• Görev özeti 1
Hedy Lamarr hakkındaki metne göre Lamarr'ın annesinin mesleği neydi?
• Görev özeti 2
Hedy Lamarr hakkındaki metinde yer alan “Lamarr ve Mandl 1933’te evlendiler ama bu evlilik kısa sürdü.” cümlesini İngilizceye çevirin.

Hedy Lamarr, günümüzün WiFi, GPS ve Bluetooth iletişim sistemlerinin temelini oluşturacak teknolojiye öncülük eden Avusturyalı-Amerikalı bir aktris ve mucitti. Samson ve Delilah ve White Cargo gibi filmlerde sinema perdesinde boy gösteren, hollywood’da sarışınların (Marylin Monroe) yükselişi başlamadan önce zirveden inmeyen bir yıldızdı, toplum onun yaratıcı dehasını uzun süre görmezden geldi.
Lamarr’ın asıl adı Hedwig Eva Kiesler’di. 9 Kasım 1914’te Viyana, Avusturya’da varlıklı bir Yahudi ailenin çocuğu olarak dünyaya geldi. Tek çocuk olan Lamarr, dünyaya açık gözlerle bakması için ona ilham veren, banka müdürü ve meraklı bir adam olan babasından büyük ilgi gördü. Sık sık onu, matbaa veya sokak arabaları gibi farklı makinelerin iç işleyişini tartışacağı uzun yürüyüşlere çıkarırdı.
Bu konuşmalar, Lamarr’ın düşüncesine yön verdi ve daha 5 yaşındayken, nasıl çalıştığını anlamak için evdeki müzik kutusunu parçalarına ayırıp yeniden monte ederek babasının dikkatini çekti. Bu arada, Lamarr’ın annesi bir konser piyanistiydi ve onu sanatla tanıştırdı ve onu küçük yaşlardan itibaren hem bale hem de piyano derslerine başlattı.
Lamarr’ın parlak zekası görmezden gelindi ve 16 yaşında yönetmen Max Reinhardt tarafından keşfedildiğinde zekası ile değil güzelliği ile ön plana çıktı. Berlin’de Reinhardt ile oyunculuk eğitimi aldı ve ilk küçük rolünü 1930’da Geld auf der adlı bir Alman filminde oynadı . Stra βe (“Sokaktaki Para”). Bununla birlikte, Lamarr’ın tartışmalı film Ecstasy’deki rolüyle bir aktris olarak tanınması ancak 1932’ye kadar mümkün olmadı.
Avusturyalı mühimmat tüccarı Fritz Mandl, onu Sissy oyununda gördüğünde Lamarr’ın koyu hayranlarından biri oldu. Lamarr ve Mandl 1933’te evlendiler ama bu evlilik kısa sürdü. Bir keresinde Lamarr şöyle demişti: “Ben onun karısıyken asla oyuncu olamayacağımı çok yakında anladım … O, evliliğindeki mutlak hükümdardı … Ben bir oyuncak bebek gibiydim.” Bir şey gibiydim, korunması gereken -ve hapsedilen- bir sanat eseri gibiydim, aklım ve kendime ait hayatım yoktu.

• Kayıtlı bilgiler
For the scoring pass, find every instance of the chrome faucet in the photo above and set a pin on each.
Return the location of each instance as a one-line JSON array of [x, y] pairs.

• Beklenen yanıt 1
Konser piyanistiydi.

• Beklenen yanıt 2
Lamarr and Mandl married in 1933, but the marriage was short-lived.